Begin Dataset records

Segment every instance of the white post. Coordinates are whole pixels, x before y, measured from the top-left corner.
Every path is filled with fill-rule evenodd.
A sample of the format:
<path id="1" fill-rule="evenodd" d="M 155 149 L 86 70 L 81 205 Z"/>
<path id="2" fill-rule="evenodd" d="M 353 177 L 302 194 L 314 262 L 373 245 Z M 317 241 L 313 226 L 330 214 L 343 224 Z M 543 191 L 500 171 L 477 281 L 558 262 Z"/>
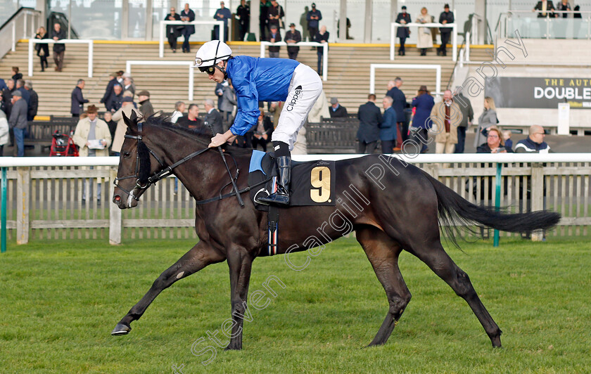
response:
<path id="1" fill-rule="evenodd" d="M 164 57 L 164 21 L 160 21 L 160 37 L 158 43 L 158 57 Z"/>
<path id="2" fill-rule="evenodd" d="M 29 39 L 29 77 L 33 76 L 33 41 Z"/>
<path id="3" fill-rule="evenodd" d="M 189 65 L 189 101 L 193 101 L 193 81 L 195 79 L 195 69 Z"/>
<path id="4" fill-rule="evenodd" d="M 322 80 L 326 82 L 329 75 L 329 42 L 324 43 L 322 48 L 324 49 L 324 51 L 322 51 Z"/>
<path id="5" fill-rule="evenodd" d="M 92 78 L 92 63 L 94 59 L 94 44 L 92 40 L 88 41 L 88 77 Z"/>

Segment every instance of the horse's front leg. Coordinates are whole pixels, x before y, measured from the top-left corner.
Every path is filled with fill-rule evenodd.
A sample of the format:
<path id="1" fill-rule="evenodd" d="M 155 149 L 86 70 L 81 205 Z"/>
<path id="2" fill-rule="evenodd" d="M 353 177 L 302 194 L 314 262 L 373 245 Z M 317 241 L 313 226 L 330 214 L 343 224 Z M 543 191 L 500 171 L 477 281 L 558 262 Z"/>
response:
<path id="1" fill-rule="evenodd" d="M 228 267 L 230 271 L 230 292 L 232 304 L 232 330 L 230 343 L 226 349 L 242 349 L 243 316 L 251 318 L 247 311 L 246 298 L 250 283 L 250 270 L 254 258 L 243 248 L 234 247 L 228 251 Z"/>
<path id="2" fill-rule="evenodd" d="M 203 241 L 198 243 L 174 265 L 164 271 L 154 280 L 150 290 L 144 295 L 139 302 L 129 309 L 127 314 L 117 324 L 111 335 L 121 335 L 127 334 L 132 328 L 129 325 L 134 321 L 138 320 L 163 290 L 170 287 L 174 282 L 199 271 L 211 264 L 221 262 L 225 258 Z"/>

End Dataset records

- **Given exercise**: Output all of the data above as a numbered list with one line per item, skipping blank lines. Leave the picture out.

- **Answer to the exercise**:
1. Segment every instance of the white post. Coordinates are whole pixels, x before y, measured from the top-left corner.
2. Every path is filled with fill-rule evenodd.
3. A sample of the format:
4. <path id="1" fill-rule="evenodd" d="M 155 149 L 86 70 L 81 205 Z"/>
5. <path id="2" fill-rule="evenodd" d="M 353 177 L 302 194 L 314 262 L 373 245 Z M 317 241 L 313 226 L 330 214 L 343 224 Z M 543 191 L 500 171 L 477 281 L 558 262 Z"/>
6. response:
7. <path id="1" fill-rule="evenodd" d="M 164 57 L 164 21 L 160 21 L 160 37 L 158 43 L 158 57 Z"/>
8. <path id="2" fill-rule="evenodd" d="M 29 39 L 29 77 L 33 76 L 33 41 Z"/>
9. <path id="3" fill-rule="evenodd" d="M 189 65 L 189 101 L 193 101 L 193 81 L 195 79 L 195 69 Z"/>
10. <path id="4" fill-rule="evenodd" d="M 322 80 L 326 82 L 329 75 L 329 42 L 324 43 L 322 48 L 324 49 L 324 51 L 322 51 Z"/>
11. <path id="5" fill-rule="evenodd" d="M 92 78 L 92 63 L 94 59 L 94 44 L 92 40 L 88 41 L 88 77 Z"/>
12. Segment every instance of the horse's front leg. Coordinates are whole pixels, x before y, measured from the top-left corner.
13. Every path is filled with fill-rule evenodd.
14. A sample of the format:
15. <path id="1" fill-rule="evenodd" d="M 155 149 L 86 70 L 81 205 Z"/>
16. <path id="2" fill-rule="evenodd" d="M 353 177 L 302 194 L 314 262 L 373 245 Z M 317 241 L 313 226 L 330 214 L 343 224 Z M 543 191 L 500 171 L 477 281 L 558 262 Z"/>
17. response:
18. <path id="1" fill-rule="evenodd" d="M 228 267 L 230 271 L 230 292 L 232 304 L 232 330 L 230 343 L 226 349 L 242 349 L 243 316 L 251 318 L 247 311 L 246 298 L 250 283 L 250 270 L 254 258 L 243 248 L 234 247 L 228 251 Z"/>
19. <path id="2" fill-rule="evenodd" d="M 203 241 L 198 243 L 174 265 L 164 271 L 154 280 L 150 290 L 144 295 L 139 302 L 129 309 L 127 314 L 117 324 L 111 335 L 121 335 L 127 334 L 132 328 L 129 325 L 134 321 L 138 320 L 163 290 L 170 287 L 174 282 L 199 271 L 211 264 L 221 262 L 225 258 Z"/>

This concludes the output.